Your task - Up to and including the line containing "Target: poster with face", please reproduce the lines of the listing below, starting from the top.

Input data -
------------

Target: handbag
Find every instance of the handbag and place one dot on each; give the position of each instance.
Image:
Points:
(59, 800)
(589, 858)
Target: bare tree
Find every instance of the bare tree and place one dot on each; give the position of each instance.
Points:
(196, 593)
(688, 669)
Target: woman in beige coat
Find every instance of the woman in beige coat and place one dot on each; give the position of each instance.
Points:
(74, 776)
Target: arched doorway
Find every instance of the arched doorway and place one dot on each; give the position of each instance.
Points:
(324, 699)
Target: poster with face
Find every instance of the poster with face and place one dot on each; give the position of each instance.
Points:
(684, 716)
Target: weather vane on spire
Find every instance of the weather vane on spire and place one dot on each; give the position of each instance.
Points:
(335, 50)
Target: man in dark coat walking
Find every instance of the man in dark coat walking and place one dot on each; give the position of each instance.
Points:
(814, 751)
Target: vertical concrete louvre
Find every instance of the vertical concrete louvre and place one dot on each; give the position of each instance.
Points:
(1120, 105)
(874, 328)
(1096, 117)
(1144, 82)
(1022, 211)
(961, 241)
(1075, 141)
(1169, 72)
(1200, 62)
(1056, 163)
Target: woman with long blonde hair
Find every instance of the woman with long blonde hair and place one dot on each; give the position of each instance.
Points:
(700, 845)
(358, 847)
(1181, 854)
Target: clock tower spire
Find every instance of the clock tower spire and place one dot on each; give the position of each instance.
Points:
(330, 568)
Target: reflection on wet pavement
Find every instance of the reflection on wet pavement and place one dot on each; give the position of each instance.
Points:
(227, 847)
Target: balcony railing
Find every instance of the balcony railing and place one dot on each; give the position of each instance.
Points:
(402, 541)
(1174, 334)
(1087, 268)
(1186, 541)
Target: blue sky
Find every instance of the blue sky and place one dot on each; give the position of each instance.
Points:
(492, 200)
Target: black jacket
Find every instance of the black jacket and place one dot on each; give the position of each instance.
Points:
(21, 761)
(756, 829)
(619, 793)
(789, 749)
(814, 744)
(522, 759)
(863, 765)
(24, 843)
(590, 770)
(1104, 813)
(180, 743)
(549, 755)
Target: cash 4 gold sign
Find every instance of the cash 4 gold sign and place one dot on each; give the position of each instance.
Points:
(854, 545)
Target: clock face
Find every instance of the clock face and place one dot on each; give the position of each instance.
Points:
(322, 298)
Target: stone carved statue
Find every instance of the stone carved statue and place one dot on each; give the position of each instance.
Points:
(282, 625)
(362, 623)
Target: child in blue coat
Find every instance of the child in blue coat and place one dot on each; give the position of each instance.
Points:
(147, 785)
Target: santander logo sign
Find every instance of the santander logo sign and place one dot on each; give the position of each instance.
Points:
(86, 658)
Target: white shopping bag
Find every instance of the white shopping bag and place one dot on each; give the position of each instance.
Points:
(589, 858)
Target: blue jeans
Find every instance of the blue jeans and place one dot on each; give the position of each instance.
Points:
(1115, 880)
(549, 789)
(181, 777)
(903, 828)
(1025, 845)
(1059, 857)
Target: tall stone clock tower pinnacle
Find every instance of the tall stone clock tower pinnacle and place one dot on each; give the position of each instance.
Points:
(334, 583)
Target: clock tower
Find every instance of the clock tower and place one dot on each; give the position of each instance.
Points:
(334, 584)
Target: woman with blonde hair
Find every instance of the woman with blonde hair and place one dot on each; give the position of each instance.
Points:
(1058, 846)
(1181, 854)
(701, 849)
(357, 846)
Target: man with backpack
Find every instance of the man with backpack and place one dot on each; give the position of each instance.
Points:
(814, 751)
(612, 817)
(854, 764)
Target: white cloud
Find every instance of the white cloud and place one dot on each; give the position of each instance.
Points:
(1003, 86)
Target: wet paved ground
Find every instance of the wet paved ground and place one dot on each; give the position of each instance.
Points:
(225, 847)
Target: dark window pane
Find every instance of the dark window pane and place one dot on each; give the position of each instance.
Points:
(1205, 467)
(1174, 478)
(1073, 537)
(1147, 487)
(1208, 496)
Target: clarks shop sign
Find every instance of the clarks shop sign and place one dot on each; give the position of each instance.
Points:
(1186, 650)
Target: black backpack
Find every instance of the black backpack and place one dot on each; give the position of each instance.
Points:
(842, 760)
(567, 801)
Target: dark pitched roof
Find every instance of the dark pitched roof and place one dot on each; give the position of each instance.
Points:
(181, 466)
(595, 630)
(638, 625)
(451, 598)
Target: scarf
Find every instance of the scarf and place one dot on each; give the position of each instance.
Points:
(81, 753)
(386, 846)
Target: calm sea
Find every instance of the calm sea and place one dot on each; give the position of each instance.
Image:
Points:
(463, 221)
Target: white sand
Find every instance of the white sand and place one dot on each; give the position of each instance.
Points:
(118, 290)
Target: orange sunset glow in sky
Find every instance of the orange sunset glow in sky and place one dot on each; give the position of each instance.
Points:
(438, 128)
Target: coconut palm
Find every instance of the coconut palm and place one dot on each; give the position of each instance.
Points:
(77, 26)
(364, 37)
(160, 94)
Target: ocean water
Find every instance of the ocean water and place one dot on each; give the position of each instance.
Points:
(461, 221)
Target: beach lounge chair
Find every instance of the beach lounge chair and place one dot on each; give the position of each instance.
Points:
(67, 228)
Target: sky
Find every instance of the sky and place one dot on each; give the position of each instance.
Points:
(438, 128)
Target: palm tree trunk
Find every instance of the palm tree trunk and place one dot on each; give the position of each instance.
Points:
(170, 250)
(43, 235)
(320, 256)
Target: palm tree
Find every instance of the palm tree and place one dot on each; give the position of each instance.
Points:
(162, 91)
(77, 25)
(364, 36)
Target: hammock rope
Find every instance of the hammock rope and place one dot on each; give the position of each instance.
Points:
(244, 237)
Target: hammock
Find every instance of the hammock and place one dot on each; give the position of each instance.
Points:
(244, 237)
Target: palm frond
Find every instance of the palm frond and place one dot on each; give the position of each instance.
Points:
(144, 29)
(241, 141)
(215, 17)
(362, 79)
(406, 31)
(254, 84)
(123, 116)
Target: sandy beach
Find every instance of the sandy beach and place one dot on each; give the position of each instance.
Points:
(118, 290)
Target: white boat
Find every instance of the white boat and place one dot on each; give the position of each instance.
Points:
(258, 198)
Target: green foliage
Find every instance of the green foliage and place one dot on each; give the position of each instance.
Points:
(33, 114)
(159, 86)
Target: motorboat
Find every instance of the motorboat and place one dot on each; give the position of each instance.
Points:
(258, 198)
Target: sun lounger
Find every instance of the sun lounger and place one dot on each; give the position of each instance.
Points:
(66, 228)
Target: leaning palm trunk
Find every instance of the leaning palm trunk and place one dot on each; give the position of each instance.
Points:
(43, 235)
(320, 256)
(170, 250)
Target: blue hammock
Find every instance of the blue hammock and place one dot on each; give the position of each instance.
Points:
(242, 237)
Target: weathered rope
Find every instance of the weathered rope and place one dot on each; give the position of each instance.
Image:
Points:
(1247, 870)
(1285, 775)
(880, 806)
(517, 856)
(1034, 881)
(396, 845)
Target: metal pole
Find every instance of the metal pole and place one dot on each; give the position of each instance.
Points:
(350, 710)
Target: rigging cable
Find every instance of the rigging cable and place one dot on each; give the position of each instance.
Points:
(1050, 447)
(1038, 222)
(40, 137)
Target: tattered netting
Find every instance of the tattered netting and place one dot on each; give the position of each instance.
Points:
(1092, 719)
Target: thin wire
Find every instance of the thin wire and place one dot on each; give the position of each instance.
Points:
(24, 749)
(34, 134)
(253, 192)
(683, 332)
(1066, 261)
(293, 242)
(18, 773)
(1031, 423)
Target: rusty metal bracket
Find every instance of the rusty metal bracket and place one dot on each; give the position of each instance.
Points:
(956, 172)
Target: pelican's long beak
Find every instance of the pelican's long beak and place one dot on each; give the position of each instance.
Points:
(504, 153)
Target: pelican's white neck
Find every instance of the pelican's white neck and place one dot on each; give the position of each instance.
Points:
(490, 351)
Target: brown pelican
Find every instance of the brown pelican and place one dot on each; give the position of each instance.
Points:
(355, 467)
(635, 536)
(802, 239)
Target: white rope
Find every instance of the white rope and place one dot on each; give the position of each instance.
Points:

------------

Answer section -
Target: handbag
Find every instance of the handbag and place one dot on each; give the position of each instance.
Image:
Points:
(59, 800)
(589, 858)
Target: bare tree
Find every instance of the bare tree and place one dot on each; give the position of each instance.
Points:
(196, 593)
(688, 669)
Target: woman in beige coat
Find every instance of the woman in beige coat and place one dot on each; give the position of each instance.
Points:
(74, 776)
Target: arched doorway
Find every instance of the arched doorway and place one dot on each; give the position of each instance.
Points:
(324, 699)
Target: poster with face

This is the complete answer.